### REQUIRED TASKS
A. Quote the passage of the court judgment starting with "COUNSEL FOR THE APPLICANT: Mr Lloyd" and going on through "Suburb A property.".
B. Find every line in the entries that contains the string "tablet", and copy each such line. Matching is case-sensitive.

### GIVEN PASSAGE
————

PATRON & PATRON

Case

[2015] FamCA 248

13 February 2015

No judgment structure available for this case.

FAMILY COURT OF AUSTRALIA

PATRON & PATRON [2015] FamCA 248
FAMILY LAW – PROPERTY – Interim – Where the husband seeks an order for the husband to receive a sum of $260 000 from the mortgage secured against the parties’ property – Where the wife seeks an injunction to prevent the husband dealing with the parties’ shares – Whether the orders should be made under s 79 of the Act as a partial property settlement – Whether the orders should be made under s 117, s 80(1)(h) or s 114 of the Act – Strahan & Strahan (2011) FLC 93-466 – Where the wife has access to significant funds as a result of an inheritance – Where the parties’ have accumulated significant assets – Where the husband does not have access to significant cash resources – Where the wife alleges that the husband has sold shares of the wife without her permission – Whether the proposed order is just and equitable.
FAMILY LAW – COSTS – Where the wife seeks costs of the application – Where neither party was wholly unsuccessful – Where both parties abandoned parts of their claim – Where both parties changed their positions significantly during the course of the proceedings – Where the circumstances do not justify a departure from the usual position – Where each party is to bear their own costs of the application.

Family Law Act 1975 (Cth) s 75(2), s 79, s 80(1)(h), s 114, s 117, s 117 (2A)

Strahan & Strahan (2011) FLC 93-466

Zschokke and Zschokke (1996) FLC ¶92-693
APPLICANT: Mr Patron
RESPONDENT: Ms Patron
FILE NUMBER: SYC 3759 of 2013
DATE DELIVERED: 13 February 2015
PLACE DELIVERED: Sydney
PLACE HEARD: Sydney
JUDGMENT OF: Aldridge J
HEARING DATE: 12 February 2015

REPRESENTATION

COUNSEL FOR THE APPLICANT: Mr Lloyd SC
SOLICITOR FOR THE APPLICANT: Foulsham & Geddes
COUNSEL FOR THE RESPONDENT: Mr Lethbridge SC
SOLICITOR FOR THE RESPONDENT: Sexton Family Law

Orders

(1)That in the event the applicant husband elects to do so, pursuant to s 79 of the Family Law Act 1975 (Cth) and by way of partial property settlement, the parties are to do all acts and sign all documents necessary to cause to be paid to the husband the sum of $260,703.00 out of the HSBC mortgage account secured against the Suburb A property.

————

[Extracted data entries]
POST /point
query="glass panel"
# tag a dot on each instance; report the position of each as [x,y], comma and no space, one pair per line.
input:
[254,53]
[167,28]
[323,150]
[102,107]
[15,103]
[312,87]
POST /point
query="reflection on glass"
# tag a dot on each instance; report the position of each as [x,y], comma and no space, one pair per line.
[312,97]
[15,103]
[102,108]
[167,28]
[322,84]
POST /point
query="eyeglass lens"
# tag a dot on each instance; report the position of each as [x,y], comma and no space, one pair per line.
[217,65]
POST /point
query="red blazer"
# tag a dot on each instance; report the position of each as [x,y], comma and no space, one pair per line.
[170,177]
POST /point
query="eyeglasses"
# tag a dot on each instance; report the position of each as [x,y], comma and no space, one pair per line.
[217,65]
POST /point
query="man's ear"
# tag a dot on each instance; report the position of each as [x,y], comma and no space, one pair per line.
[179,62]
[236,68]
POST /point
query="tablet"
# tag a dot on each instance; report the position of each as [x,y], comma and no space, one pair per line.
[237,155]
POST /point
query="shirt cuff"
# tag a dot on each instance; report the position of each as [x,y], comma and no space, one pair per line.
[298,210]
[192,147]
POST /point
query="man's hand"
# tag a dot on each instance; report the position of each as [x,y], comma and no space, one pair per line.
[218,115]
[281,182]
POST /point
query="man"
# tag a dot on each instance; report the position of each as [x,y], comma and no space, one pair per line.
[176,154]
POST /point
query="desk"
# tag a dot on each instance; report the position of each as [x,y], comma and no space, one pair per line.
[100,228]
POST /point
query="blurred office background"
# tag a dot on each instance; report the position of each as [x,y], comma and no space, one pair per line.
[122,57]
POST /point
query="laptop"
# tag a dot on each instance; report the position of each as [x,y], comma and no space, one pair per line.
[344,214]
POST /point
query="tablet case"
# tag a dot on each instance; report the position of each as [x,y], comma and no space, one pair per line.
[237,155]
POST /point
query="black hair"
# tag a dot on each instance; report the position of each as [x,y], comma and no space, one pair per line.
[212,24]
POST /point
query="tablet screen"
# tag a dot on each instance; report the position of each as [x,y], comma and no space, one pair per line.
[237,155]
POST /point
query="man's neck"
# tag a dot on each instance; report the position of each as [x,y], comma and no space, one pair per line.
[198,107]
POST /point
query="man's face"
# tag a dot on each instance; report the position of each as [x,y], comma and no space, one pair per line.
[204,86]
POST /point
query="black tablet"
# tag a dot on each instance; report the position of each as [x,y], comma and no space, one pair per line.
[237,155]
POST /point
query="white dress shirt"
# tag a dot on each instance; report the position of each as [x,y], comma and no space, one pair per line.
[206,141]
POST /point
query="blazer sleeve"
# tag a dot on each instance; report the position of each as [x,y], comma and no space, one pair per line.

————

### ANSWERS BY TASK
A.
COUNSEL FOR THE APPLICANT: Mr Lloyd SC
SOLICITOR FOR THE APPLICANT: Foulsham & Geddes
COUNSEL FOR THE RESPONDENT: Mr Lethbridge SC
SOLICITOR FOR THE RESPONDENT: Sexton Family Law

Orders

(1)That in the event the applicant husband elects to do so, pursuant to s 79 of the Family Law Act 1975 (Cth) and by way of partial property settlement, the parties are to do all acts and sign all documents necessary to cause to be paid to the husband the sum of $260,703.00 out of the HSBC mortgage account secured against the Suburb A property.

B.
query="tablet"
query="tablet case"
query="tablet screen"
query="black tablet"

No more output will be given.